Phrase grounding data:

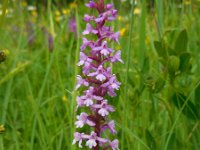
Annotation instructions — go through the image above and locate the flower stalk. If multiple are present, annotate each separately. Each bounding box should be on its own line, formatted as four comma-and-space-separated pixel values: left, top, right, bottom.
73, 1, 123, 149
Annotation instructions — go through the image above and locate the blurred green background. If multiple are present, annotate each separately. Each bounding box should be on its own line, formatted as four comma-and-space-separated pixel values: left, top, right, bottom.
0, 0, 200, 150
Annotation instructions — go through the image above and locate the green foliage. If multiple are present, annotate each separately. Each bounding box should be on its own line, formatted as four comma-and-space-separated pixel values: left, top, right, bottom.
171, 92, 199, 121
0, 0, 200, 150
0, 51, 6, 63
174, 30, 188, 55
179, 52, 192, 73
195, 84, 200, 115
145, 129, 157, 150
168, 55, 180, 76
154, 41, 167, 59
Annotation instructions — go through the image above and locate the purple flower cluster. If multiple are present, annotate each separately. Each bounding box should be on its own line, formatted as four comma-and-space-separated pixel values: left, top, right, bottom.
73, 1, 123, 149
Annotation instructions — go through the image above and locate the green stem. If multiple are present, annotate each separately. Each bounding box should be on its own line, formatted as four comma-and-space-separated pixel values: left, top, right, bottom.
122, 0, 134, 149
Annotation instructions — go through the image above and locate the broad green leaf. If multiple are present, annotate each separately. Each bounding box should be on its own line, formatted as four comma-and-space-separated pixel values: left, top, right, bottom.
179, 52, 192, 73
168, 55, 180, 75
172, 93, 199, 121
145, 129, 157, 150
167, 45, 176, 56
175, 30, 188, 54
154, 41, 167, 59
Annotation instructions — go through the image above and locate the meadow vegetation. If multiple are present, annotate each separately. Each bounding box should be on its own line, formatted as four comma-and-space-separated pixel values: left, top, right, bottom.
0, 0, 200, 149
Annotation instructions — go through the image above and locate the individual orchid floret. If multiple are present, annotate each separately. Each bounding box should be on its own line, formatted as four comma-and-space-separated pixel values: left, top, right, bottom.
109, 31, 120, 43
107, 9, 118, 21
80, 38, 94, 51
84, 14, 94, 22
101, 75, 121, 97
101, 120, 117, 134
111, 50, 123, 63
105, 4, 113, 10
85, 0, 96, 8
75, 112, 95, 128
94, 14, 106, 23
97, 100, 115, 116
79, 87, 103, 107
109, 139, 120, 150
99, 26, 112, 37
92, 41, 113, 56
85, 132, 108, 149
88, 65, 107, 81
76, 96, 85, 108
72, 132, 84, 148
76, 75, 89, 90
92, 100, 115, 116
78, 52, 92, 66
83, 23, 98, 35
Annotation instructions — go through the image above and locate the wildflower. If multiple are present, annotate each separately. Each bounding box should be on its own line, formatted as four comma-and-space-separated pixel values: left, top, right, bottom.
0, 8, 9, 16
117, 15, 123, 21
134, 7, 141, 15
85, 132, 108, 149
55, 10, 61, 22
55, 10, 60, 16
48, 34, 54, 52
72, 132, 84, 148
184, 0, 191, 5
41, 27, 54, 52
31, 10, 38, 17
73, 0, 122, 149
69, 2, 77, 9
62, 8, 70, 15
21, 1, 27, 7
62, 95, 67, 102
26, 21, 35, 46
75, 112, 95, 128
83, 23, 98, 35
101, 120, 117, 134
119, 28, 126, 36
27, 5, 36, 11
69, 17, 77, 36
0, 125, 5, 133
109, 139, 120, 150
76, 75, 89, 90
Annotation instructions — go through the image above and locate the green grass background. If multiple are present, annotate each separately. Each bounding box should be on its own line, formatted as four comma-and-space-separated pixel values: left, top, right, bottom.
0, 0, 200, 149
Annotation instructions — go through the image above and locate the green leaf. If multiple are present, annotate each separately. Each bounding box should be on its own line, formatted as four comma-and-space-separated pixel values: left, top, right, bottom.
168, 55, 180, 75
145, 129, 157, 150
141, 57, 150, 73
154, 77, 165, 93
172, 92, 199, 121
179, 52, 192, 73
166, 133, 176, 150
174, 30, 188, 54
128, 76, 135, 88
195, 83, 200, 109
167, 45, 176, 56
154, 41, 167, 59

## Assignment:
Produce the entries again, word for word, without any of their pictures.

## Written answer:
Annotation instructions — go through the image above and locate the flower stalk. If multiple are present, annotate each separately. Each bounding box should be on its own line, formatted as four comma-and-space-separated pixel values: left, top, right, bottom.
73, 1, 123, 149
Annotation instructions — go through the image above and locate the blurred green background. If multiple are present, annotate each separately. Each bounding box should be on its own line, formatted as four comma-and-space-separated pixel values: left, top, right, bottom.
0, 0, 200, 150
Annotation instructions — go through the image above and locate the green foliage. If multiple are present, annotate each separately. Each bounding box should be on its own line, formatted as four comma-and-space-separated pixel values: left, top, right, bottom.
171, 92, 199, 121
0, 0, 200, 150
0, 51, 6, 63
174, 30, 188, 55
179, 52, 192, 73
195, 84, 200, 115
145, 129, 157, 150
168, 55, 180, 76
154, 41, 167, 59
Annotation instructions — go through the image above and locate the purple flower cluster. If multiple are present, annotate each separately. Each bounding box should be on its own line, formatted as four comma-and-space-separated pixel values: left, top, right, bottom.
73, 1, 123, 149
Annotation instructions — go through the image above and locate the green stem. If multiple are present, annotate each separately. Each bounding box should be on its own line, formatted as four comma-and-space-separated pixel values: left, top, right, bottom.
122, 0, 134, 149
Annotation instructions — go through the image above and locate the broad green leaf. If multiple are present, annotate each separately. Each bounding box should be on its own line, formatted as four comma-and-space-separated pixel values: left, top, right, bottom.
179, 52, 192, 73
168, 55, 180, 75
172, 93, 199, 121
145, 129, 157, 150
167, 45, 176, 56
175, 30, 188, 54
154, 41, 167, 59
Annotation instructions — go through the image above and locate the meadow vegetation. If multiple are present, annotate each separately. Each bounding box should be on its own line, formatted as four comma-and-space-separated pixel values: left, top, right, bottom.
0, 0, 200, 149
Annotation instructions — go through the image above and locate the individual orchid floret. If multiple are present, annotate each separately. Each bounding box should be on its own line, formatted as four comma-and-space-separated pixel values: left, top, right, bottom.
109, 31, 120, 43
107, 9, 118, 21
80, 38, 94, 51
84, 14, 94, 22
101, 75, 121, 97
101, 120, 117, 134
111, 50, 123, 63
105, 4, 113, 10
85, 0, 96, 8
75, 112, 95, 128
94, 14, 106, 23
97, 100, 115, 116
79, 87, 103, 107
109, 139, 120, 150
99, 26, 112, 37
92, 41, 113, 56
85, 132, 108, 149
88, 65, 107, 81
76, 96, 85, 108
72, 132, 84, 148
76, 75, 89, 90
92, 100, 115, 116
78, 52, 92, 66
83, 23, 98, 35
Annotation instructions — go through the image above and locate the wildflower. If multiple are present, annotate each separately. Each bounding box should be on its own line, formatted as four comma-and-space-separated pixel values: left, top, right, bottom.
0, 8, 9, 16
117, 15, 123, 21
134, 7, 141, 15
85, 132, 108, 149
55, 10, 61, 22
55, 10, 60, 16
48, 34, 54, 52
72, 132, 84, 148
184, 0, 191, 5
41, 27, 54, 52
31, 10, 38, 17
73, 0, 122, 149
69, 2, 77, 9
62, 8, 70, 15
21, 1, 27, 7
62, 95, 67, 102
26, 21, 35, 46
75, 112, 95, 128
83, 23, 98, 35
101, 120, 117, 134
119, 28, 126, 36
27, 5, 36, 11
69, 17, 77, 36
0, 125, 5, 133
109, 139, 120, 150
76, 75, 89, 90
Annotation instructions — go through the image above and locate the green grass background. If multiple are present, annotate each separately. Each bounding box should be on its own line, formatted as four comma-and-space-separated pixel values: left, top, right, bottom.
0, 0, 200, 149
Annotation instructions — go through the image above and locate the green leaf. If multiple are present, annotate each separately. Each bounding box should be on its own line, formatted as four comma-and-space-separated pixel values: left, top, right, bottom.
168, 55, 180, 75
145, 129, 157, 150
141, 57, 150, 73
154, 77, 165, 93
172, 92, 199, 121
179, 52, 192, 73
166, 133, 176, 150
174, 30, 188, 54
128, 76, 135, 88
195, 83, 200, 109
167, 45, 176, 56
154, 41, 167, 59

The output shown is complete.